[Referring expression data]
━━━━━━━━
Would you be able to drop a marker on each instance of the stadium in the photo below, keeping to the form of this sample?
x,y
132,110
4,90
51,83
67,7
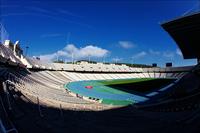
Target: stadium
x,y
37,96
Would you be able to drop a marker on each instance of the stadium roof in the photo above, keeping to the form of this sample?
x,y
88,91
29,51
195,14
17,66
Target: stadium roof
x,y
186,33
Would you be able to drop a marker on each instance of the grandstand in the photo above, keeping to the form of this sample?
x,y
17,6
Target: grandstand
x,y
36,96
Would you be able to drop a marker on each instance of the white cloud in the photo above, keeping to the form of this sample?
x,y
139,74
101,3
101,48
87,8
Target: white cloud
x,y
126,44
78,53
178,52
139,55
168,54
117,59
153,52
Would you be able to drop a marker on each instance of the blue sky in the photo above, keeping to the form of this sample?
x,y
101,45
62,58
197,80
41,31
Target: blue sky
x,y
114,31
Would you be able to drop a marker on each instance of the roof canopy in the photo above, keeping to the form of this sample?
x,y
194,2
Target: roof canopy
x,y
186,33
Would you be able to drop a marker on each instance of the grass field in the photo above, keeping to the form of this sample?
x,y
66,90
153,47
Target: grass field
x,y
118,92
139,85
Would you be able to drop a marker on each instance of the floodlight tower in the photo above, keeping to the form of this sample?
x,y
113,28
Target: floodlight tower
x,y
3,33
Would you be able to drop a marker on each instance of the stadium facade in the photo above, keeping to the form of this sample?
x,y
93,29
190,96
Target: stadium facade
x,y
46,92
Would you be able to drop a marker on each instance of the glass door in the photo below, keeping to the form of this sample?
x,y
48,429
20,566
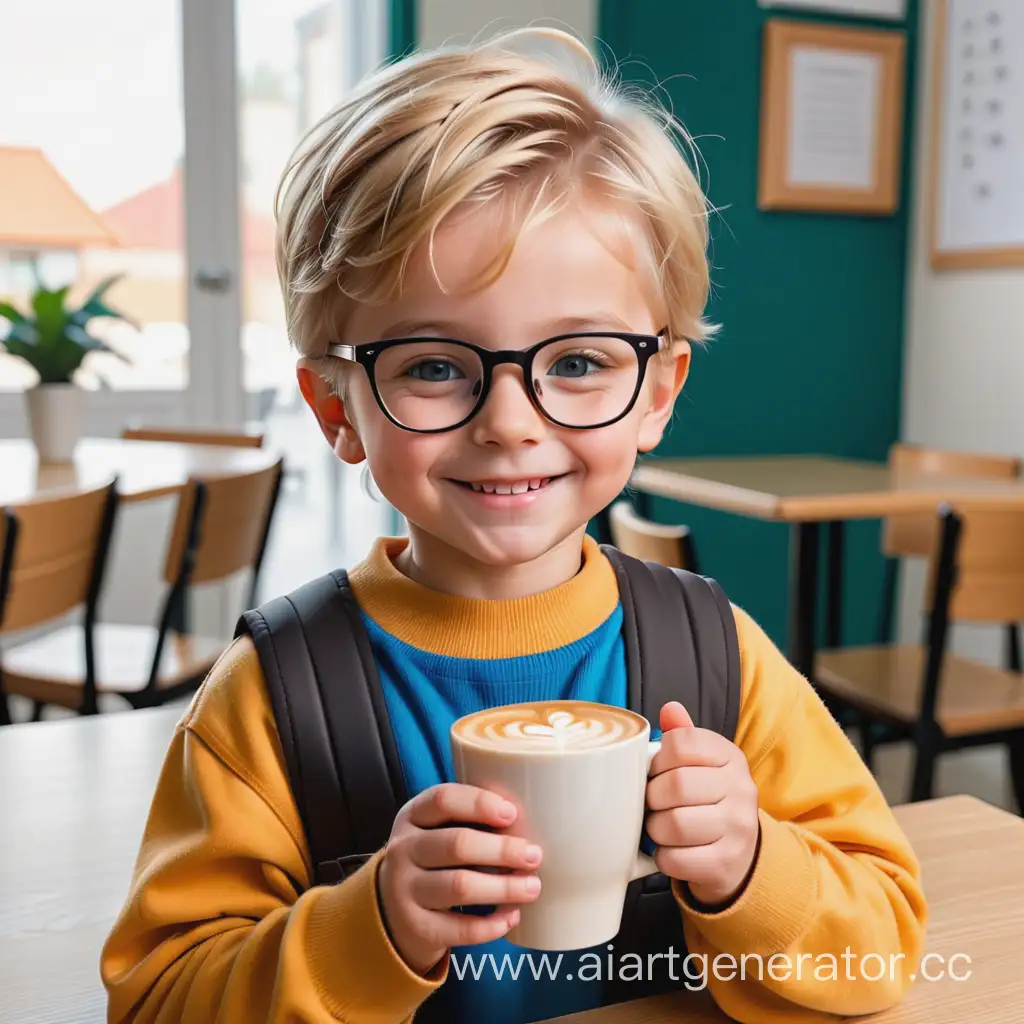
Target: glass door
━━━━━━━━
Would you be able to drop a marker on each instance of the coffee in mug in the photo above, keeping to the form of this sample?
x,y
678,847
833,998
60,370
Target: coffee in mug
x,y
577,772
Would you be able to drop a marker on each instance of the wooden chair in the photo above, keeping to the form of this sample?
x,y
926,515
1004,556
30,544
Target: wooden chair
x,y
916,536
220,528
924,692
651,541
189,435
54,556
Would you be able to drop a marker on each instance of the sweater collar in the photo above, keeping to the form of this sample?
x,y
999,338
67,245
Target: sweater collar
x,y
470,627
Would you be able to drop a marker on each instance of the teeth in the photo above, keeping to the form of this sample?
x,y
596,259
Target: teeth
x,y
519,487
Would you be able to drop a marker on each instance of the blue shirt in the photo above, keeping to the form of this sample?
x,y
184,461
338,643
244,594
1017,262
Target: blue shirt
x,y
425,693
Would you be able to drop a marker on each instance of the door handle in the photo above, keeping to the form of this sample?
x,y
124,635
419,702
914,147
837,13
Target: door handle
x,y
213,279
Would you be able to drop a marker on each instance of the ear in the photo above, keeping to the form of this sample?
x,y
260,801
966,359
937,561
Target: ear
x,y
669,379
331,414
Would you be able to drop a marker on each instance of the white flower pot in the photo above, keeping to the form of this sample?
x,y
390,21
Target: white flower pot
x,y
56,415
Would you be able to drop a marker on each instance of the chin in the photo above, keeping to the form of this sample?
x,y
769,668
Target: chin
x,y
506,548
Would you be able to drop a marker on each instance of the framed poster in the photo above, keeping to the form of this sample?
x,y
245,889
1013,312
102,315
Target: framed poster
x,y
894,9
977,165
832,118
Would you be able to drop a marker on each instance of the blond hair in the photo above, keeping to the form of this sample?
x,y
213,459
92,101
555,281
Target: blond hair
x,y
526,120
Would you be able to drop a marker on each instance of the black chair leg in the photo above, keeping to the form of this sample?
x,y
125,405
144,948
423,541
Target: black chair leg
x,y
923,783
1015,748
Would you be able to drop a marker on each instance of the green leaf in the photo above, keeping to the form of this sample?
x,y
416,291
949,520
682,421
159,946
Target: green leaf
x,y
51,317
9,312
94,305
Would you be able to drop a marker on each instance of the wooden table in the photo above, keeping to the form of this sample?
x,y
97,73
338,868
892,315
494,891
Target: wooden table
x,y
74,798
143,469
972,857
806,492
━━━━━━━━
[Assignment]
Each line that holds the string "below" is to be copied from the entries above.

[Answer]
Would you be able to drop a marker on each instance of the stadium in the photo below, keeping to the form of this sample?
Would you be able to drop a marker on each instance of the glass door in the photo below, keeping to the form of this sample?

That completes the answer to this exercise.